Daily Digest: One day until primary

Good morning, and welcome to Monday. It was a busy weekend. Tomorrow people vote. Here’s the Digest.

1. Ellison says there is no video of domestic abuse because it never happened. Keith Ellison, one of the leading candidates to be Minnesota’s next attorney general, confronted allegations Sunday of domestic abuse of a former girlfriend that surfaced days before the election that will decide the party’s nominee. The allegation that the physical abuse was caught on video was posted to Facebook late Saturday night by the woman’s son, four days before Minnesota’s primary election, where Ellison is facing off against four other Democrats for the open attorney general’s seat. Ellison is a six-term 5th District congressman and the perceived front-runner in the race. In a written statement Sunday, Ellison denied the incident. He said he was in a “long-term relationship” that ended in 2016 but he denied the allegation of abuse. “I still care deeply for her well-being,” he wrote. “This video does not exist because I never behaved in this way, and any characterization otherwise is false.” (MPR News)

2. Activist disrupts Omar campaign event. A campaign event for state Rep. Ilhan Omar was disrupted Saturday night when Laura Loomer, an alt-right provocateur with a history of attacking Muslims on social media, confronted Omar and Michigan congressional candidate Rashida Tlaib. Loomer was part of a group that confronted Omar and Tlaib at the event at Holy Land deli in Minneapolis. In an interview late Saturday, Loomer, who previously worked for Project Veritas, said she has been traveling the country investigating Muslim candidates for office, including in Minnesota. She declined to say how many people were with her. (Star Tribune)

3. Lori Swanson’s office releases former employee’s court records, and he sues. A day after a former aide accused Attorney General Lori Swanson of using her elected office to advance her political career, Swanson responded Friday by releasing the aide’s criminal record — in e-mails from the attorney general’s office. In response, the ex-aide, D’Andre Norman, sought a restraining order against Swanson. He contends some of the convictions Swanson made public had been expunged by court order. The remarkable sequence of events came just days before Swanson, Minnesota’s three-term attorney general, will compete in the DFL primary for governor. (Star Tribune)

---------------

- [Jobs]
(1) Answer these from the Daily Digest:
(a) How many terms has Keith Ellison served as the 5th District congressman?
(b) At what venue was the Omar campaign event held?
(c) What did D'Andre Norman seek against Lori Swanson?
(2) Extend the Daily Digest with the next item, picking up after its final sentence.
The material after the Daily Digest is not needed for anything here.

---------------

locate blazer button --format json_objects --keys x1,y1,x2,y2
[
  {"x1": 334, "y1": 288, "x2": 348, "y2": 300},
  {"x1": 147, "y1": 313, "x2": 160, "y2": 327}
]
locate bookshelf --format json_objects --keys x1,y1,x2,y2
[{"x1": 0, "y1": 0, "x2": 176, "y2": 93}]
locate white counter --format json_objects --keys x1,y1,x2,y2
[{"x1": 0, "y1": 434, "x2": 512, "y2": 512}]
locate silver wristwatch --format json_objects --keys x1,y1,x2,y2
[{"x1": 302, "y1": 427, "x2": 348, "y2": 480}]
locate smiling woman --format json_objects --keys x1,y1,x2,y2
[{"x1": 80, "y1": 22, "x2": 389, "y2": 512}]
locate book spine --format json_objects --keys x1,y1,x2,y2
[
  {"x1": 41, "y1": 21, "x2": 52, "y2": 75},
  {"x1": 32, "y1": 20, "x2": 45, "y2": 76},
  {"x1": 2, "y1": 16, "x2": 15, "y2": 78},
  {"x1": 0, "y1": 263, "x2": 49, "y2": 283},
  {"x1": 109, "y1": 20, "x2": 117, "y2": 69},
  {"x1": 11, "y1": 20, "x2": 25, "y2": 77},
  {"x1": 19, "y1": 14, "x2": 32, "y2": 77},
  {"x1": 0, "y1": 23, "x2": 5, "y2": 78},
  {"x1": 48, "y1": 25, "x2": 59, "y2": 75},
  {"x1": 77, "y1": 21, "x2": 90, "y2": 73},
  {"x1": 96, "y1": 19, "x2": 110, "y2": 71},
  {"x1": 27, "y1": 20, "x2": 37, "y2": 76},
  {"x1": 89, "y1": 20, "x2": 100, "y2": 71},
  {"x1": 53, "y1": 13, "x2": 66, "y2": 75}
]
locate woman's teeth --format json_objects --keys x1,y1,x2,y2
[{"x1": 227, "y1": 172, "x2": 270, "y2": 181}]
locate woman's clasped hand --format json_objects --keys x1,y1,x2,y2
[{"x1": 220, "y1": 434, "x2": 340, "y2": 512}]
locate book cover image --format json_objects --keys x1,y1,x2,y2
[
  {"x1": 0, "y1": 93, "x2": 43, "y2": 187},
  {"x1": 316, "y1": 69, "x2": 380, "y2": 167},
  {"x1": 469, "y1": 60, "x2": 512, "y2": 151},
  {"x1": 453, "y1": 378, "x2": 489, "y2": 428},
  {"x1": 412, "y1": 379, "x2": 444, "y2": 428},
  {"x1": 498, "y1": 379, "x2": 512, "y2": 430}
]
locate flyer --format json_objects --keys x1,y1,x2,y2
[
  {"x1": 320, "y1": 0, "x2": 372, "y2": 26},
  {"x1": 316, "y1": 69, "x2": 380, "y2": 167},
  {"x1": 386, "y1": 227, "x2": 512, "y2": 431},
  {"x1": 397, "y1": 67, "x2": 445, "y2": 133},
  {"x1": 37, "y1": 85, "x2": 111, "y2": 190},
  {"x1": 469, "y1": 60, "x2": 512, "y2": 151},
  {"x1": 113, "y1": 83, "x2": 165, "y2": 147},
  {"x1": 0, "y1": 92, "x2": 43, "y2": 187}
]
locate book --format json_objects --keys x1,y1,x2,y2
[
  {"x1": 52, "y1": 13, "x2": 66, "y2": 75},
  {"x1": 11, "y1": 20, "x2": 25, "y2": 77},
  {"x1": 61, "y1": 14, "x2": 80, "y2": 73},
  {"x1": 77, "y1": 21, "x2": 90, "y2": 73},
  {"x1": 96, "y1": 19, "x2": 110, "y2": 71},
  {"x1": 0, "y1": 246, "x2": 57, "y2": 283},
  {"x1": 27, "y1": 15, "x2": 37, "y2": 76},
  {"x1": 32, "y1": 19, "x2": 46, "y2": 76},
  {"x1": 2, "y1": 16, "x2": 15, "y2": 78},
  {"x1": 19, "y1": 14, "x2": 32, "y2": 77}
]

---------------

- [In response]
(1)
(a) Six terms.
(b) Holy Land deli in Minneapolis.
(c) A restraining order.

(2)
4. There are still rules about what you can wear to the polling place. Local election judges have always had lots of rules to enforce and tasks to accomplish. For decades, the job has included some fashion-policing. But on Tuesday, they’ll be attempting to do that part of their work while interpreting both Minnesota state law and a recent decision by the U.S. Supreme Court regarding what people can and can’t wear to their polling place. Minnesota Statute 211B.11 prohibits both political attire and campaigning in polling places. The Supreme Court on June 14 ruled that it was a violation of voters’ free speech rights to prohibit political attire. The court did not, however, rule that Minnesota’s prohibition on campaigning at a polling place was unconstitutional. Political attire, which is now allowed because of the high court decision, might include a shirt stating that ‘Conservatives Rock!’ or ‘Liberals Rule.’ A tea party symbol, a Black Lives Matter shirt or a button referencing hot-button issues such as immigration and abortion could be worn because there’s no ballot question specifically related to those issues. But wearing clothing with the name of a candidate who’s on the ballot in this election would still be prohibited. (Mankato Free Press)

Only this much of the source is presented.